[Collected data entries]
-.-.-

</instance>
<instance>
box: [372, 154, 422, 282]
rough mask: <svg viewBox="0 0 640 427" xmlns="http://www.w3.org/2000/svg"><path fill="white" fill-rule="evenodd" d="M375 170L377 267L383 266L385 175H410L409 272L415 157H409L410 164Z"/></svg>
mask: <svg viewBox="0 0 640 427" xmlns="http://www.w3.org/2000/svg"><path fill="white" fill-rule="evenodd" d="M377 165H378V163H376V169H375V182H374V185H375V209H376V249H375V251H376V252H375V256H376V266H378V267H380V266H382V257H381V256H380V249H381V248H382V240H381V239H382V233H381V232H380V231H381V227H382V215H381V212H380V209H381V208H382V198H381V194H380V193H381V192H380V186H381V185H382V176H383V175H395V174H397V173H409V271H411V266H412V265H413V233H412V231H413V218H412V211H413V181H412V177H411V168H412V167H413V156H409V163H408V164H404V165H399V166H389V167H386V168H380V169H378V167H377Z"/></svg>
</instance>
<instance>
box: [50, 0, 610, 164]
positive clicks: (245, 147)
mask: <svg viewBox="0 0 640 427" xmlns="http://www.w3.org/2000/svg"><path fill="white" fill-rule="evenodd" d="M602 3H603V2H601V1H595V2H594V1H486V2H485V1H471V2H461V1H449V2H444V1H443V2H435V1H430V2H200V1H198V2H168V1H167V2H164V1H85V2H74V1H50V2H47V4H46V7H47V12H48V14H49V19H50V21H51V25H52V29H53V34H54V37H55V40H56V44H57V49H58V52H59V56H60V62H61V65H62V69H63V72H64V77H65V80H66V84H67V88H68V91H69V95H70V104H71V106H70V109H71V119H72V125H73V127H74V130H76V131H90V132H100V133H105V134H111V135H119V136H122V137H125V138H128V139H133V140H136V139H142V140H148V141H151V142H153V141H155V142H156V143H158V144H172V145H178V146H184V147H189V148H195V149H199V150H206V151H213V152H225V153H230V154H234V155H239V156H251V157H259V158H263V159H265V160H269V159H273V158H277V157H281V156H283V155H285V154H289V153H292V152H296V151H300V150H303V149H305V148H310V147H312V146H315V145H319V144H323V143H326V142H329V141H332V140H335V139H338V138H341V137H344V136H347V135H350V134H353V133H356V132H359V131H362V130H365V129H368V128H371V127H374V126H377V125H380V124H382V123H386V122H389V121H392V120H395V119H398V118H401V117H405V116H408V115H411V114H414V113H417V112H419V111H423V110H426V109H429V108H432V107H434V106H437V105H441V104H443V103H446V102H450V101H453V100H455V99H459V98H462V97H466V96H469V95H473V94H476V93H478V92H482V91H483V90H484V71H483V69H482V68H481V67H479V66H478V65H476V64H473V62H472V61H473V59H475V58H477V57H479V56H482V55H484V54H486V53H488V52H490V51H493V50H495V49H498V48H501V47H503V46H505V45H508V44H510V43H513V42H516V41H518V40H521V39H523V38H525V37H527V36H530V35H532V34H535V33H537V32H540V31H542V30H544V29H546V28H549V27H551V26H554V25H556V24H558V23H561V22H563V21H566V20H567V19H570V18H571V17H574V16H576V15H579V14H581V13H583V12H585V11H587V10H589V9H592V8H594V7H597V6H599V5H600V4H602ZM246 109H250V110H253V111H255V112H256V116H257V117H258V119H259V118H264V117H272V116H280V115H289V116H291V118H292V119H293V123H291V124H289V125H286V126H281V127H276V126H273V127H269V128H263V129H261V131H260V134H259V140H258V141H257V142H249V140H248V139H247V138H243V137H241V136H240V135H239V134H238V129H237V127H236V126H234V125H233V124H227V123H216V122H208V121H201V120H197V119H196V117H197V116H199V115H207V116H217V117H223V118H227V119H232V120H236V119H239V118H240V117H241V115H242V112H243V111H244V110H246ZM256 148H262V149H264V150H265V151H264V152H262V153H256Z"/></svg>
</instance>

-.-.-

## EXERCISE INSTRUCTIONS:
Rename "rough mask" to "initial mask" in the part of the entries that runs from the start through the line containing "rough mask: <svg". Reproduce only that part, with everything else unchanged.

## EXERCISE ANSWER:
</instance>
<instance>
box: [372, 154, 422, 282]
initial mask: <svg viewBox="0 0 640 427" xmlns="http://www.w3.org/2000/svg"><path fill="white" fill-rule="evenodd" d="M375 170L377 267L383 266L385 175H410L409 272L415 157H409L410 164Z"/></svg>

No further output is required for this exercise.